**DIRECTION A**
Can you repeat the trickle-truth article word for word from "The post You" to "obvious to list."?
**DIRECTION B**
Can you turn the paragraph of the trickle-truth article beginning "And so the dance begins" into a short bulleted list that keeps its main facts?

The Trickle Truth

Affair Help: Lies and Deceit

The post You Can’t Handle the Truth dealt with the issue of a cheater lying to the faithful partner to either preserve the relationship, minimize certain aspects of the affair, or to protect the faithful partner from pain. The ‘affair-denial lie’ is so commonplace that it seems almost too obvious to list.

Affair-concealing lies eventually wear thin, or become clumsy or outrageous, and the infidelity is often discovered.

Many cheaters are horrified by the threat this poses to their primary relationship and scramble to end their affair, promising to do everything that it takes to preserve and repair the marriage/relationship.

The Trickle-Truth in Affairs & Infidelity

You might, quite reasonably, expect that someone who ends an affair and wants to recommit to their partner and family would understand that in the climate of lies that they have created, more lies would be a Really Bad Idea. Incredibly, in the panic to try to protect what is left of the relationship, it is commonplace for the lies to just keep on flowing.

Anything is better than lies and deceit!

~Leo Tolstoy, Anna Karenina

Often these post-affair lies are about minimizing the nature of the affair relationship – whether it was sexual, how and where they met, the degree of romantic involvement, the financial spend, who else knew etc etc. The oft-protested rationale of the former cheater is that they lie to protect their partner from further pain, after all the hurt they’ve already inflicted.

And so the dance begins. The former cheater withholds ‘damaging’ information and presents a façade of truth while the faithful partner whittles away at the story. The betrayed partner begins to find that the details don’t corroborate, or their recollection is different to the new truth being presented to them, or they discover some tangible piece of evidence (emails, Facebook contact, strange earring in the bed…) that clearly unearths another lie.

“If an offense come out of the truth, better is it that the offense come than that the truth be concealed.

~ Thomas Hardy, Tess of the d’Urbervilles

The former cheater is challenged with this conflicting information, and in response they release a little more of the real truth, under the guise of, “I didn’t want to hurt you more than I have, no more lies, I promise.” (Yes, I know we’ve heard that one already - please don’t blame me for their lack of originality!)

Driven by a need to piece together and process the real history of their lives during their partner’s affair, the betrayed partner examines, re-examines and dissects every word, and lo and behold, yet more ‘truth’ comes oozing out, like rancid pus from a squeezed zit.

Pain of Discovery: The Re-Run

I’m not upset that you lied to me, I’m upset that from now on I can’t believe you.

**DATASET**
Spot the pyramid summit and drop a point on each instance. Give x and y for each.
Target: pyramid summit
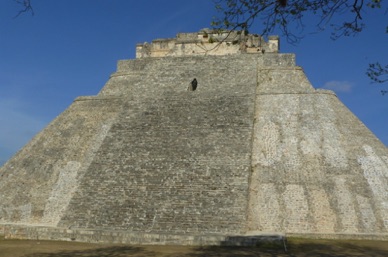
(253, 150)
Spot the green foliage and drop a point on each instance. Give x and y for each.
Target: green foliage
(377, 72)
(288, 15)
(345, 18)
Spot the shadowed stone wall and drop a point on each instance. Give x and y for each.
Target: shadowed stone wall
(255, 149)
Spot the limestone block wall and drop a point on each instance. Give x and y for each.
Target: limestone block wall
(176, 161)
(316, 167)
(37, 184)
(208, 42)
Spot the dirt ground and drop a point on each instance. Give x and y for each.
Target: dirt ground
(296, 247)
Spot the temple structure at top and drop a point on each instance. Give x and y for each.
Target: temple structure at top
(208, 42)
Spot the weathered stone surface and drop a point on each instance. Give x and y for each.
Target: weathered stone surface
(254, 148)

==

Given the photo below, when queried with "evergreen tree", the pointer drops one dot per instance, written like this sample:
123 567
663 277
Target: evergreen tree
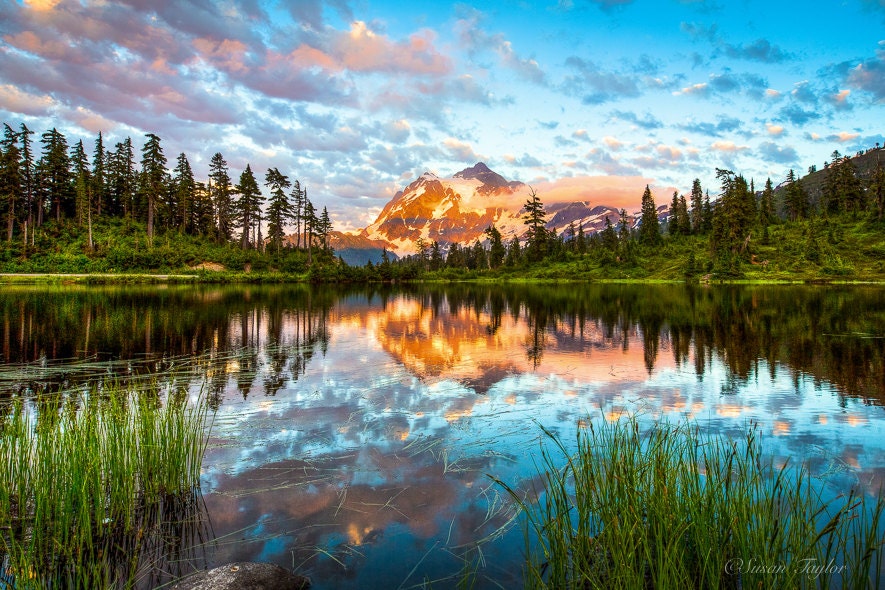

==

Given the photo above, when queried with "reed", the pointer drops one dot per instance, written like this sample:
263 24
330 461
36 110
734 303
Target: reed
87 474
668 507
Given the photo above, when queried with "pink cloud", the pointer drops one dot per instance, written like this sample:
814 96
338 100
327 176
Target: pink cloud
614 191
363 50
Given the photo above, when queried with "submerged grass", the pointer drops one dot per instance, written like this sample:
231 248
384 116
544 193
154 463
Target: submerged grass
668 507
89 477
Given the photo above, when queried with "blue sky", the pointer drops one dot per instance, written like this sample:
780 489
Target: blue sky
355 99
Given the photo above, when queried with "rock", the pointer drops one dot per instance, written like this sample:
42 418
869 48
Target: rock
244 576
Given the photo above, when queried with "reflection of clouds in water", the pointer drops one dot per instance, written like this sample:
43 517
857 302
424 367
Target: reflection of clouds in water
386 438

**FULL RESPONSE A**
The post You Can’t Handle the Truth dealt with the issue of a cheater lying to the faithful partner to either preserve the relationship, minimize certain aspects of the affair, or to protect the faithful partner from pain. The ‘affair-denial lie’ is so commonplace that it seems almost too obvious to list.

**FULL RESPONSE B**
- The former cheater withholds "damaging" information and presents a façade of truth.
- The faithful partner whittles away at the story.
- The betrayed partner finds that details don't corroborate, or that their recollection differs from the new truth presented.
- Tangible evidence, such as emails, Facebook contact, or a strange earring in the bed, may also expose another lie.